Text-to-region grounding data
════════
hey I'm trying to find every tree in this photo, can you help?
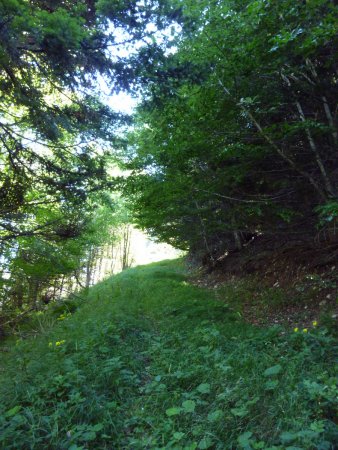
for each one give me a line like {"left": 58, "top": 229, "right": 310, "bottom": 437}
{"left": 0, "top": 0, "right": 171, "bottom": 243}
{"left": 124, "top": 0, "right": 338, "bottom": 264}
{"left": 0, "top": 190, "right": 131, "bottom": 332}
{"left": 0, "top": 0, "right": 180, "bottom": 328}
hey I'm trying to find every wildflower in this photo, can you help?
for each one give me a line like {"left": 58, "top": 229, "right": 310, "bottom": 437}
{"left": 302, "top": 328, "right": 308, "bottom": 333}
{"left": 48, "top": 342, "right": 53, "bottom": 347}
{"left": 57, "top": 312, "right": 71, "bottom": 321}
{"left": 294, "top": 327, "right": 299, "bottom": 332}
{"left": 312, "top": 320, "right": 318, "bottom": 327}
{"left": 55, "top": 340, "right": 66, "bottom": 346}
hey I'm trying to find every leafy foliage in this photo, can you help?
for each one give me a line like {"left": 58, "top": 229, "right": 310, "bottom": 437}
{"left": 0, "top": 0, "right": 167, "bottom": 243}
{"left": 0, "top": 0, "right": 179, "bottom": 322}
{"left": 124, "top": 0, "right": 338, "bottom": 263}
{"left": 0, "top": 260, "right": 336, "bottom": 448}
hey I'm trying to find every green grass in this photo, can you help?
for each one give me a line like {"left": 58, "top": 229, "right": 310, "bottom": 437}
{"left": 0, "top": 259, "right": 337, "bottom": 449}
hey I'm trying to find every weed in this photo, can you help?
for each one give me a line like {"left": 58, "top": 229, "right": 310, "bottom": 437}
{"left": 0, "top": 259, "right": 336, "bottom": 449}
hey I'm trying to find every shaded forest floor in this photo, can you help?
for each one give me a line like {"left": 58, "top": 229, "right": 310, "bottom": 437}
{"left": 192, "top": 267, "right": 337, "bottom": 331}
{"left": 192, "top": 236, "right": 338, "bottom": 331}
{"left": 0, "top": 259, "right": 337, "bottom": 449}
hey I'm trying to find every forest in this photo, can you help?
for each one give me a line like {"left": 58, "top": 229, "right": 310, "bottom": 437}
{"left": 0, "top": 0, "right": 337, "bottom": 449}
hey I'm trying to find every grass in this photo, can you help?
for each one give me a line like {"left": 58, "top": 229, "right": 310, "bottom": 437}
{"left": 0, "top": 259, "right": 337, "bottom": 449}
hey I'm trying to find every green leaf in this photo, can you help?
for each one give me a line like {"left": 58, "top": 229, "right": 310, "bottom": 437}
{"left": 166, "top": 407, "right": 182, "bottom": 416}
{"left": 309, "top": 420, "right": 325, "bottom": 433}
{"left": 98, "top": 346, "right": 109, "bottom": 353}
{"left": 238, "top": 431, "right": 253, "bottom": 447}
{"left": 297, "top": 429, "right": 319, "bottom": 439}
{"left": 173, "top": 432, "right": 185, "bottom": 441}
{"left": 198, "top": 437, "right": 214, "bottom": 449}
{"left": 196, "top": 383, "right": 211, "bottom": 394}
{"left": 185, "top": 444, "right": 198, "bottom": 450}
{"left": 5, "top": 405, "right": 22, "bottom": 418}
{"left": 264, "top": 380, "right": 279, "bottom": 390}
{"left": 231, "top": 406, "right": 249, "bottom": 417}
{"left": 182, "top": 400, "right": 196, "bottom": 413}
{"left": 92, "top": 423, "right": 104, "bottom": 432}
{"left": 253, "top": 442, "right": 267, "bottom": 449}
{"left": 207, "top": 409, "right": 223, "bottom": 422}
{"left": 280, "top": 431, "right": 297, "bottom": 442}
{"left": 81, "top": 431, "right": 96, "bottom": 441}
{"left": 263, "top": 364, "right": 282, "bottom": 377}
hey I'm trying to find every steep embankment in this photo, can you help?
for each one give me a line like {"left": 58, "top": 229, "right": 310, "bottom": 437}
{"left": 0, "top": 260, "right": 336, "bottom": 449}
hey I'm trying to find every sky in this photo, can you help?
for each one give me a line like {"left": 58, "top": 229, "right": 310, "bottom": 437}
{"left": 98, "top": 19, "right": 181, "bottom": 114}
{"left": 102, "top": 88, "right": 139, "bottom": 115}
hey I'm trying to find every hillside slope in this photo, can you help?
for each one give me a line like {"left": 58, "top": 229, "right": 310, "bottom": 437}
{"left": 0, "top": 260, "right": 336, "bottom": 449}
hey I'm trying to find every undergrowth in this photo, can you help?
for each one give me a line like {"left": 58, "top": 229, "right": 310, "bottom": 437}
{"left": 0, "top": 259, "right": 337, "bottom": 449}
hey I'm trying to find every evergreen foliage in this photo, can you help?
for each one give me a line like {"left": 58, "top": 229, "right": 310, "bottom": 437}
{"left": 0, "top": 0, "right": 171, "bottom": 243}
{"left": 124, "top": 0, "right": 338, "bottom": 262}
{"left": 0, "top": 0, "right": 176, "bottom": 322}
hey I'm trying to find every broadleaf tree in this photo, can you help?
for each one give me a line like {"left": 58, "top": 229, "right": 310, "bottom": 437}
{"left": 123, "top": 0, "right": 338, "bottom": 264}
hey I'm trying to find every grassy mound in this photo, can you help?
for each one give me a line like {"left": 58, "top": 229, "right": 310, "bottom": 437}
{"left": 0, "top": 259, "right": 336, "bottom": 449}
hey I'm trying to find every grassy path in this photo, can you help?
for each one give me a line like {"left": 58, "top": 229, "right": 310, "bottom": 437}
{"left": 0, "top": 260, "right": 336, "bottom": 449}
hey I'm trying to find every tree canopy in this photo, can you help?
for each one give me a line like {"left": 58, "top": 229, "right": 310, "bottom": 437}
{"left": 0, "top": 0, "right": 178, "bottom": 321}
{"left": 124, "top": 0, "right": 338, "bottom": 264}
{"left": 0, "top": 0, "right": 176, "bottom": 243}
{"left": 1, "top": 0, "right": 338, "bottom": 323}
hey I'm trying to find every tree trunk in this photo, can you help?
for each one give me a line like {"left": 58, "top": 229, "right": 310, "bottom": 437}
{"left": 295, "top": 100, "right": 335, "bottom": 196}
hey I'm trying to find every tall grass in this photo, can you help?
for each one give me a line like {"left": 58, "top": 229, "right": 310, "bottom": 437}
{"left": 0, "top": 259, "right": 336, "bottom": 449}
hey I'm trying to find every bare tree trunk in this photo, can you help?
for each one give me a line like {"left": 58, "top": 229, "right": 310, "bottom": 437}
{"left": 110, "top": 241, "right": 116, "bottom": 274}
{"left": 102, "top": 244, "right": 111, "bottom": 279}
{"left": 52, "top": 279, "right": 57, "bottom": 299}
{"left": 58, "top": 275, "right": 66, "bottom": 300}
{"left": 85, "top": 246, "right": 93, "bottom": 288}
{"left": 194, "top": 200, "right": 213, "bottom": 259}
{"left": 305, "top": 58, "right": 338, "bottom": 146}
{"left": 74, "top": 269, "right": 86, "bottom": 289}
{"left": 0, "top": 242, "right": 5, "bottom": 282}
{"left": 97, "top": 246, "right": 105, "bottom": 281}
{"left": 321, "top": 96, "right": 338, "bottom": 146}
{"left": 295, "top": 100, "right": 335, "bottom": 196}
{"left": 120, "top": 225, "right": 133, "bottom": 270}
{"left": 66, "top": 275, "right": 75, "bottom": 295}
{"left": 234, "top": 231, "right": 243, "bottom": 251}
{"left": 29, "top": 278, "right": 40, "bottom": 309}
{"left": 97, "top": 248, "right": 104, "bottom": 281}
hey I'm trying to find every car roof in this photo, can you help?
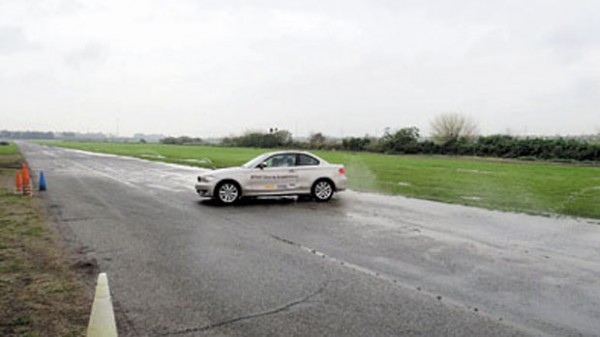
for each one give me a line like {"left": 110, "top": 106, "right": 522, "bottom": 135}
{"left": 262, "top": 150, "right": 318, "bottom": 156}
{"left": 260, "top": 150, "right": 327, "bottom": 162}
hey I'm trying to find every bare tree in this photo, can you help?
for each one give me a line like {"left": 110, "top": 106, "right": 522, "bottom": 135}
{"left": 430, "top": 112, "right": 479, "bottom": 143}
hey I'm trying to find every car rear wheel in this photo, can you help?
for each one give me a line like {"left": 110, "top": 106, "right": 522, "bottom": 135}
{"left": 312, "top": 179, "right": 334, "bottom": 202}
{"left": 216, "top": 181, "right": 240, "bottom": 204}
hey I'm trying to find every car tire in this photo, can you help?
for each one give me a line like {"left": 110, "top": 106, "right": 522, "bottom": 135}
{"left": 215, "top": 181, "right": 241, "bottom": 204}
{"left": 312, "top": 179, "right": 334, "bottom": 202}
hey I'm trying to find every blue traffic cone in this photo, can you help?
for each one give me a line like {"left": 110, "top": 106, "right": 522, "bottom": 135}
{"left": 39, "top": 171, "right": 47, "bottom": 191}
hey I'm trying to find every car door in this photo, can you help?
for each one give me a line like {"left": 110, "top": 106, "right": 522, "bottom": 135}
{"left": 248, "top": 153, "right": 299, "bottom": 194}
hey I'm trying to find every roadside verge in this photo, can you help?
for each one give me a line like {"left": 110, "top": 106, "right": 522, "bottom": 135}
{"left": 0, "top": 147, "right": 90, "bottom": 337}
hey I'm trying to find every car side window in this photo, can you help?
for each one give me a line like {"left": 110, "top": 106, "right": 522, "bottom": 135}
{"left": 264, "top": 154, "right": 296, "bottom": 168}
{"left": 296, "top": 154, "right": 319, "bottom": 166}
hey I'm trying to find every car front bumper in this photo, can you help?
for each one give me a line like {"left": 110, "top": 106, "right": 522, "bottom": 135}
{"left": 195, "top": 182, "right": 216, "bottom": 198}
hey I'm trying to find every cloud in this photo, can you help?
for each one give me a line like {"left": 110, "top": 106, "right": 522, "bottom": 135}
{"left": 1, "top": 1, "right": 600, "bottom": 136}
{"left": 64, "top": 42, "right": 109, "bottom": 68}
{"left": 0, "top": 26, "right": 40, "bottom": 54}
{"left": 56, "top": 0, "right": 86, "bottom": 15}
{"left": 546, "top": 21, "right": 600, "bottom": 64}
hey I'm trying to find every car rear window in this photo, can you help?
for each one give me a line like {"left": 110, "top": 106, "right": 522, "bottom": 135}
{"left": 297, "top": 154, "right": 319, "bottom": 166}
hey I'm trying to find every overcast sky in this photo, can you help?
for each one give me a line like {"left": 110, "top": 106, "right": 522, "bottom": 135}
{"left": 1, "top": 0, "right": 599, "bottom": 137}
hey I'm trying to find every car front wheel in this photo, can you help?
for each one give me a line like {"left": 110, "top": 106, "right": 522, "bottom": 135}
{"left": 216, "top": 181, "right": 240, "bottom": 204}
{"left": 312, "top": 179, "right": 334, "bottom": 202}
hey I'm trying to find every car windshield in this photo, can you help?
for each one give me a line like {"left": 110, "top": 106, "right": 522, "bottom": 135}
{"left": 241, "top": 153, "right": 271, "bottom": 168}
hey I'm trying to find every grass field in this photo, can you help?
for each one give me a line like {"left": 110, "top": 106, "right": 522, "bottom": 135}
{"left": 44, "top": 141, "right": 600, "bottom": 219}
{"left": 0, "top": 142, "right": 19, "bottom": 155}
{"left": 0, "top": 144, "right": 89, "bottom": 336}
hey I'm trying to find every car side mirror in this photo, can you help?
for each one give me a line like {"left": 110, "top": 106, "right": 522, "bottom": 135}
{"left": 258, "top": 162, "right": 267, "bottom": 170}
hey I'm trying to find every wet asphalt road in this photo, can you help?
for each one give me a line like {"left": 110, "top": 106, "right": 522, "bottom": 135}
{"left": 18, "top": 142, "right": 600, "bottom": 336}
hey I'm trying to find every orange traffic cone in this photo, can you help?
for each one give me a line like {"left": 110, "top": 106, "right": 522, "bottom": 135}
{"left": 22, "top": 163, "right": 30, "bottom": 182}
{"left": 22, "top": 163, "right": 32, "bottom": 196}
{"left": 15, "top": 170, "right": 23, "bottom": 194}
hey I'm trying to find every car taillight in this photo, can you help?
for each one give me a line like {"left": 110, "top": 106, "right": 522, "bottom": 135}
{"left": 338, "top": 167, "right": 346, "bottom": 175}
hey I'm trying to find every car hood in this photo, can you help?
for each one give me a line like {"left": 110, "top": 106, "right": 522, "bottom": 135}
{"left": 206, "top": 167, "right": 246, "bottom": 177}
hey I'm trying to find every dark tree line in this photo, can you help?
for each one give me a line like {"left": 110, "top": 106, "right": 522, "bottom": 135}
{"left": 0, "top": 130, "right": 55, "bottom": 139}
{"left": 339, "top": 130, "right": 600, "bottom": 161}
{"left": 222, "top": 130, "right": 292, "bottom": 148}
{"left": 217, "top": 127, "right": 600, "bottom": 162}
{"left": 160, "top": 136, "right": 203, "bottom": 145}
{"left": 460, "top": 135, "right": 600, "bottom": 161}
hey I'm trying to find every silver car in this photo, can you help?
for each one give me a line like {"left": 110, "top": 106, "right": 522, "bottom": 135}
{"left": 195, "top": 151, "right": 347, "bottom": 204}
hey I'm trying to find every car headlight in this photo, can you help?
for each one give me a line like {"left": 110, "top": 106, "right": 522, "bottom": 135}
{"left": 200, "top": 175, "right": 216, "bottom": 182}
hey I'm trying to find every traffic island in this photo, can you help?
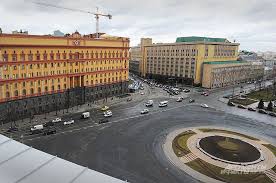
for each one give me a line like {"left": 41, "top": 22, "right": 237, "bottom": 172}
{"left": 163, "top": 127, "right": 276, "bottom": 183}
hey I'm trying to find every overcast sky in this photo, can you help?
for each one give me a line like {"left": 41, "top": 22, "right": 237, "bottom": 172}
{"left": 1, "top": 0, "right": 276, "bottom": 52}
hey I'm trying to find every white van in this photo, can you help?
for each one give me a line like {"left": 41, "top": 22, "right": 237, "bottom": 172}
{"left": 31, "top": 124, "right": 43, "bottom": 131}
{"left": 159, "top": 101, "right": 168, "bottom": 107}
{"left": 81, "top": 112, "right": 90, "bottom": 119}
{"left": 145, "top": 100, "right": 154, "bottom": 107}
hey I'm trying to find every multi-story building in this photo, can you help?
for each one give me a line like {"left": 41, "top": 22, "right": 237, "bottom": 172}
{"left": 132, "top": 36, "right": 239, "bottom": 85}
{"left": 130, "top": 38, "right": 152, "bottom": 76}
{"left": 202, "top": 61, "right": 264, "bottom": 88}
{"left": 0, "top": 31, "right": 129, "bottom": 123}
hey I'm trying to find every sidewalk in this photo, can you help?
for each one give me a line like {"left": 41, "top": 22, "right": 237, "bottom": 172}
{"left": 0, "top": 90, "right": 146, "bottom": 131}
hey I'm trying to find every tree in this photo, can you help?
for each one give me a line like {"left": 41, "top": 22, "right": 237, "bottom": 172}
{"left": 267, "top": 101, "right": 273, "bottom": 111}
{"left": 257, "top": 99, "right": 264, "bottom": 109}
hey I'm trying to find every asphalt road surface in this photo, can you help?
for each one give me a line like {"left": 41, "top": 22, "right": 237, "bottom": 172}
{"left": 26, "top": 102, "right": 276, "bottom": 183}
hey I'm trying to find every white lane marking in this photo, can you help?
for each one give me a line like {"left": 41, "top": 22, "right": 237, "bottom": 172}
{"left": 24, "top": 103, "right": 205, "bottom": 141}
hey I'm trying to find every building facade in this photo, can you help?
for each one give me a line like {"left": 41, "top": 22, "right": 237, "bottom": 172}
{"left": 131, "top": 37, "right": 239, "bottom": 86}
{"left": 202, "top": 61, "right": 264, "bottom": 88}
{"left": 0, "top": 31, "right": 129, "bottom": 123}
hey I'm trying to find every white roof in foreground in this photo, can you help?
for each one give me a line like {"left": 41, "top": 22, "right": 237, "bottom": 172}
{"left": 0, "top": 134, "right": 126, "bottom": 183}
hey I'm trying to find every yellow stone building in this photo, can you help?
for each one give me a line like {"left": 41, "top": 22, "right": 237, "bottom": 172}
{"left": 0, "top": 31, "right": 129, "bottom": 122}
{"left": 131, "top": 37, "right": 240, "bottom": 86}
{"left": 202, "top": 61, "right": 264, "bottom": 88}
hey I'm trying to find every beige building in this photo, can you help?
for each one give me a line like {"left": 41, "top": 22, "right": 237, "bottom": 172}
{"left": 202, "top": 61, "right": 264, "bottom": 88}
{"left": 131, "top": 37, "right": 240, "bottom": 86}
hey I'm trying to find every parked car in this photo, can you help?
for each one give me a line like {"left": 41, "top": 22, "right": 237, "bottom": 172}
{"left": 268, "top": 112, "right": 276, "bottom": 117}
{"left": 201, "top": 104, "right": 209, "bottom": 108}
{"left": 43, "top": 121, "right": 54, "bottom": 127}
{"left": 227, "top": 102, "right": 235, "bottom": 107}
{"left": 183, "top": 89, "right": 190, "bottom": 93}
{"left": 64, "top": 119, "right": 74, "bottom": 125}
{"left": 248, "top": 107, "right": 256, "bottom": 112}
{"left": 145, "top": 100, "right": 154, "bottom": 107}
{"left": 99, "top": 118, "right": 109, "bottom": 124}
{"left": 141, "top": 109, "right": 149, "bottom": 114}
{"left": 258, "top": 109, "right": 268, "bottom": 114}
{"left": 189, "top": 98, "right": 195, "bottom": 103}
{"left": 7, "top": 126, "right": 18, "bottom": 133}
{"left": 176, "top": 97, "right": 183, "bottom": 102}
{"left": 140, "top": 92, "right": 145, "bottom": 95}
{"left": 104, "top": 110, "right": 112, "bottom": 117}
{"left": 237, "top": 105, "right": 247, "bottom": 109}
{"left": 101, "top": 106, "right": 109, "bottom": 111}
{"left": 127, "top": 98, "right": 132, "bottom": 102}
{"left": 81, "top": 112, "right": 90, "bottom": 119}
{"left": 43, "top": 128, "right": 57, "bottom": 135}
{"left": 52, "top": 118, "right": 62, "bottom": 123}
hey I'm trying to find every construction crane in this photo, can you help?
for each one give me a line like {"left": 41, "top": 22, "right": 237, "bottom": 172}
{"left": 32, "top": 2, "right": 112, "bottom": 38}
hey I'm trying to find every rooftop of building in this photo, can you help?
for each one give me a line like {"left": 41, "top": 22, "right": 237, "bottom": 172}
{"left": 176, "top": 36, "right": 231, "bottom": 43}
{"left": 203, "top": 60, "right": 248, "bottom": 65}
{"left": 0, "top": 30, "right": 129, "bottom": 41}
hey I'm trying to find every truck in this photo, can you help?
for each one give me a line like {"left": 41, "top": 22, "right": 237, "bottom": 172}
{"left": 30, "top": 124, "right": 43, "bottom": 132}
{"left": 81, "top": 112, "right": 90, "bottom": 119}
{"left": 145, "top": 100, "right": 154, "bottom": 107}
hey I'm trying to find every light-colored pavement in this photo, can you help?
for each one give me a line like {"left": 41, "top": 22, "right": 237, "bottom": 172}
{"left": 187, "top": 131, "right": 276, "bottom": 172}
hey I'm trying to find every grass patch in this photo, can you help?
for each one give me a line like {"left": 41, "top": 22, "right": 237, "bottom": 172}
{"left": 198, "top": 128, "right": 259, "bottom": 141}
{"left": 247, "top": 88, "right": 276, "bottom": 102}
{"left": 172, "top": 131, "right": 196, "bottom": 157}
{"left": 229, "top": 98, "right": 256, "bottom": 106}
{"left": 263, "top": 144, "right": 276, "bottom": 156}
{"left": 186, "top": 159, "right": 273, "bottom": 183}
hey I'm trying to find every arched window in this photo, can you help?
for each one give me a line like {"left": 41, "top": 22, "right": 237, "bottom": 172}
{"left": 22, "top": 89, "right": 26, "bottom": 96}
{"left": 30, "top": 88, "right": 34, "bottom": 95}
{"left": 38, "top": 87, "right": 41, "bottom": 93}
{"left": 45, "top": 86, "right": 48, "bottom": 92}
{"left": 14, "top": 90, "right": 18, "bottom": 97}
{"left": 6, "top": 92, "right": 10, "bottom": 98}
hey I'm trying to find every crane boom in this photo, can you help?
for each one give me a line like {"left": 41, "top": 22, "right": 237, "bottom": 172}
{"left": 32, "top": 2, "right": 112, "bottom": 38}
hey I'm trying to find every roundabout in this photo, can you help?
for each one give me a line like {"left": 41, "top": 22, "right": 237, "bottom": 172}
{"left": 165, "top": 127, "right": 276, "bottom": 183}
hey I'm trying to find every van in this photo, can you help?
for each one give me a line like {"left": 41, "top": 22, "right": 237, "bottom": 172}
{"left": 81, "top": 112, "right": 90, "bottom": 119}
{"left": 159, "top": 101, "right": 168, "bottom": 107}
{"left": 30, "top": 124, "right": 43, "bottom": 131}
{"left": 145, "top": 100, "right": 153, "bottom": 107}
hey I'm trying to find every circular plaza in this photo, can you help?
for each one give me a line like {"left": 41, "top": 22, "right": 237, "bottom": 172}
{"left": 163, "top": 127, "right": 276, "bottom": 183}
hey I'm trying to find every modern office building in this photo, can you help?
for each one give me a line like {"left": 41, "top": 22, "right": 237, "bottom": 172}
{"left": 131, "top": 36, "right": 240, "bottom": 85}
{"left": 0, "top": 31, "right": 129, "bottom": 122}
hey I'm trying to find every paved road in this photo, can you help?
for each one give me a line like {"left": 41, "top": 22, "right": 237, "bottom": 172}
{"left": 26, "top": 103, "right": 276, "bottom": 183}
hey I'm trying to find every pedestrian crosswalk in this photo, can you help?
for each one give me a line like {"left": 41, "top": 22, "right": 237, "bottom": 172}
{"left": 180, "top": 152, "right": 198, "bottom": 163}
{"left": 264, "top": 169, "right": 276, "bottom": 183}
════════
[TASK PROMPT]:
Only the lines above from the one with "hey I'm trying to find every dark" to the one with "hey I'm trying to find every sidewalk" should be printed, both included and exactly as written; no picture belongs in the copy.

[EXPECTED OUTPUT]:
hey I'm trying to find every dark tree line in this photo, can you help?
for each one give me a line like {"left": 110, "top": 106, "right": 522, "bottom": 135}
{"left": 0, "top": 130, "right": 55, "bottom": 139}
{"left": 339, "top": 130, "right": 600, "bottom": 161}
{"left": 222, "top": 130, "right": 292, "bottom": 148}
{"left": 217, "top": 127, "right": 600, "bottom": 162}
{"left": 160, "top": 136, "right": 203, "bottom": 145}
{"left": 460, "top": 135, "right": 600, "bottom": 161}
hey I'm trying to find every silver car in this photo, can you help?
for each one give me a line like {"left": 110, "top": 106, "right": 522, "bottom": 135}
{"left": 195, "top": 151, "right": 347, "bottom": 204}
hey I'm trying to find every car headlight in this photo, can you help?
for each one give me a line like {"left": 110, "top": 106, "right": 522, "bottom": 135}
{"left": 200, "top": 175, "right": 216, "bottom": 182}
hey I'm trying to find every traffic island in this photo, can you help?
for each one give me a line like {"left": 41, "top": 22, "right": 237, "bottom": 172}
{"left": 163, "top": 127, "right": 276, "bottom": 183}
hey I'm trying to find every overcast sky in this photo, can you help?
for each one give me a line like {"left": 41, "top": 22, "right": 237, "bottom": 172}
{"left": 1, "top": 0, "right": 276, "bottom": 52}
hey I'm trying to find every white van in this photo, can you help?
for each one give me a line like {"left": 41, "top": 22, "right": 237, "bottom": 172}
{"left": 31, "top": 124, "right": 43, "bottom": 131}
{"left": 159, "top": 101, "right": 168, "bottom": 107}
{"left": 81, "top": 112, "right": 90, "bottom": 119}
{"left": 145, "top": 100, "right": 154, "bottom": 107}
hey I'm trying to find every multi-story building in this photo, can you help?
for each one give me a line like {"left": 41, "top": 22, "right": 237, "bottom": 172}
{"left": 132, "top": 36, "right": 239, "bottom": 85}
{"left": 130, "top": 38, "right": 152, "bottom": 76}
{"left": 202, "top": 61, "right": 264, "bottom": 88}
{"left": 0, "top": 31, "right": 129, "bottom": 123}
hey I'm trying to find every sidewalk in this photo, can you help?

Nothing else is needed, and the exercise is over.